● **Extrait**
La police recensait au moins 45 édifices incendiés. Parmi eux, neuf étaient classés au patrimoine national. De la fumée s’élevait encore lundi des décombre d’un immeuble de 1870, qui abritait l’un des plus vieux cinémas de la capitale, l’Attikon, depuis 1916.

Au lendemain des troubles, les équipes de nettoyage ont dégagé quelque 40 tonnes de marbre brisé et de pierres des rues du centre-ville, selon la mairie. L’odeur âcre du gaz lacrymogène imprégnait encore l’air du matin, agressant les passants.

Selon la fédération nationale du commerce ESEE, au moins 40 magasins ont été incendiés ou gravement endommagés. «Très probablement, la plupart ne pourront pas rouvrir», a-t-elle déploré dans un communiqué. «Le centre de la capitale a l’air d’avoir été bombardé.»

Plus de 170 personnes ont été blessées dans les émeutes qui ont éclaté dans plusieurs autres villes du pays. Selon les autorités, 106 policiers ont dû recevoir des soins médicaux après avoir été blessés par des cocktails Molotov, des pierres ou autres projectiles et au moins 70 manifestants ont également été hospitalisés.

La police a procédé à des dizaines d’interpellations et dû dans certains cas escorter les équipes de pompiers jusqu’aux immeubles en flammes, des protestataires leur bloquant l’accès.

Un plan très sévère

L’adoption du nouveau plan d’austérité, qui prévoit entre autres une baisse de 22 pour cent du salaire minimum et la suppression d’un cinquième des effectifs de la Fonction publique en trois ans, a été saluée en revanche par les investisseurs, la Bourse d’Athènes gagnant 4,7 pour cent lundi dans la journée.

● **Exercices à traiter**
a – D'après l'extrait sur les émeutes et le plan d'austérité, combien de policiers ont dû recevoir des soins médicaux ?
b – Rédigez la suite de l'extrait sur les émeutes et le plan d'austérité, à partir de sa dernière phrase.

● **Données de l'exercice**
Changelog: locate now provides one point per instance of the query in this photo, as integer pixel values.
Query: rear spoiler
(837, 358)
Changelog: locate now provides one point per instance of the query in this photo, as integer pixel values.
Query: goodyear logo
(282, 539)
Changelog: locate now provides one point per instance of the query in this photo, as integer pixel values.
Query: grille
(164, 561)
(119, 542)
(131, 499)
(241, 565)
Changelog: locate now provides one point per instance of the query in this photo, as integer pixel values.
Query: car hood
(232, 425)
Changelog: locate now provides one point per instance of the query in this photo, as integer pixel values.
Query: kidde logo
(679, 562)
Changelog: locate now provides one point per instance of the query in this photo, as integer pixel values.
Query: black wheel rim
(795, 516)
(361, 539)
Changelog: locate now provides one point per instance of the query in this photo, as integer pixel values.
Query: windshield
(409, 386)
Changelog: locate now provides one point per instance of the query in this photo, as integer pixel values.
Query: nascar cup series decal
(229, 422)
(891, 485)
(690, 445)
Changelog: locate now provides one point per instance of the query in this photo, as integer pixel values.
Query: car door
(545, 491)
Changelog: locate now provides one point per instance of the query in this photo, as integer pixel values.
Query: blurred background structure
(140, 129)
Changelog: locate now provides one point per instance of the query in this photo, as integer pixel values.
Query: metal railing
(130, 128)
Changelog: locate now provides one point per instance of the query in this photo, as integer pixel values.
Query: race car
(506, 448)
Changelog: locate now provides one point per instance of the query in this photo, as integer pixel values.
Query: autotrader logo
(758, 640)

--

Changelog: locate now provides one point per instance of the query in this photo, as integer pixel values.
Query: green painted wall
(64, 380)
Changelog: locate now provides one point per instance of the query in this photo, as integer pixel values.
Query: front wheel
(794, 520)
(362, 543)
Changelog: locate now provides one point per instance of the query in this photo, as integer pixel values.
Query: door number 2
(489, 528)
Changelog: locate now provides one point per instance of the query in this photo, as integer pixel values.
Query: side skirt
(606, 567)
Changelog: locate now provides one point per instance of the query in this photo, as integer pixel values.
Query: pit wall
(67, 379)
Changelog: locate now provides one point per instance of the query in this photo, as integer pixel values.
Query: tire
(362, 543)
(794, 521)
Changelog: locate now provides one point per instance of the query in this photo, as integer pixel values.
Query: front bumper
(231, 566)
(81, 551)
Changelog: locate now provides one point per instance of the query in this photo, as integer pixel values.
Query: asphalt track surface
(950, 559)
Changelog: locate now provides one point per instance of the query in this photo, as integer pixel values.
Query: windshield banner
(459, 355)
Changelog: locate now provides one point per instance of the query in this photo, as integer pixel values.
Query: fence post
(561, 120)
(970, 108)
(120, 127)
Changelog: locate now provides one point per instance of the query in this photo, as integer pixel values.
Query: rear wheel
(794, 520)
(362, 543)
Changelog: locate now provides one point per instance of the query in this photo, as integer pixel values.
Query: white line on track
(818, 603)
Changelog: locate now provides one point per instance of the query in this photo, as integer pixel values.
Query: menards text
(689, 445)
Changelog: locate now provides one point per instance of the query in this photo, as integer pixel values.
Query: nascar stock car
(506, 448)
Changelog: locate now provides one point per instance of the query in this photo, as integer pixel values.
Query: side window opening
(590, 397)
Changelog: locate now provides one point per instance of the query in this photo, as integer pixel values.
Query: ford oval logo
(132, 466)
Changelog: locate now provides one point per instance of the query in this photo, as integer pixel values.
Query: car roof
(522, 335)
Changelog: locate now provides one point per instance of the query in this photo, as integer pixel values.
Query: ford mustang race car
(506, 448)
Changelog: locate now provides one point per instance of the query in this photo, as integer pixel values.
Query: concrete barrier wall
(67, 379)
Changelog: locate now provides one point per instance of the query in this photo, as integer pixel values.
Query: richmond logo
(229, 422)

● **Réponses aux exercices**
a – 106 policiers ont dû recevoir des soins médicaux.

b –
Le vote ouvre la voie à l’obtention des 130 milliards d’euros du second plan d’aide de l’Union européenne et du Fonds monétaire international (FMI). Le premier plan de 110 milliards d’euros, accordé en mai 2010, s’est révélé insuffisant pour sortir la Grèce de la crise de la dette qui menace son maintien dans la zone euro.

Le second plan, qui n’a pas encore été finalisé, doit s’accompagner d’un échange d’obligations massif avec les créanciers privés de la Grèce, qui effaceront ainsi environ 100 milliards de dette.

Toutefois, il faudra peut-être encore du temps avant que l’argent ne soit versé. Pour que les deux accords se concrétisent, la Grèce devra convaincre des créanciers de plus en plus sceptiques de sa volonté de mettre en oeuvre les réformes promises pour mettre fin à des années de complaisance fiscale et de déficits.

L’Allemagne a salué prudemment le vote des parlementaires grecs, «un premier pas important sur la bonne voie», selon le ministre des Affaires étrangères, Guido Westerwelle. «Toutefois, le travail véritablement difficile d’application des réformes votées ne fait que commencer», a-t-il souligné dans un communiqué. «C’est la condition préalable cruciale pour que l’Allemagne et les autres partenaires de la zone euro puissent soutenir la Grèce avec un nouveau plan d’aide». Il est «crucial» d’engager la mise en oeuvre de ces réformes, a-t-il insisté.

Le prochain rapport des inspecteurs de la «troïka» (Commission européenne, Banque centrale européenne et Fonds monétaire international) jouera un rôle clé dans l’évaluation des mesures prises par Athènes.

Les ministres des Finances de la zone euro doivent se réunir mercredi pour discuter du plan d’aide, qu’ils avaient refusé d’adopter la semaine dernière tant que le Parlement grec n’avait pas voté les nouvelles mesures d’austérité.

Mais la porte-parole du ministère allemand des Finances, Marianne Kothe, a prévenu lundi que l’Eurogroupe ne prendrait pas de décision définitive mercredi. L’accord sur l’échange d’obligations doit d’abord être finalisé, a-t-elle expliqué et les ministres se concentreront sur toutes les étapes et mesures «nécessaires au second plan grec».

Avant de donner leur feu vert, les ministres de la zone euro veulent aussi que les dirigeants grecs s’engagent à ne pas revenir sur le plan d’austérité après les élections générales prévues en avril. Un porte-parole du gouvernement grec, Pantelis Kapsis, a précisé que les garanties écrites étaient demandées avant mercredi.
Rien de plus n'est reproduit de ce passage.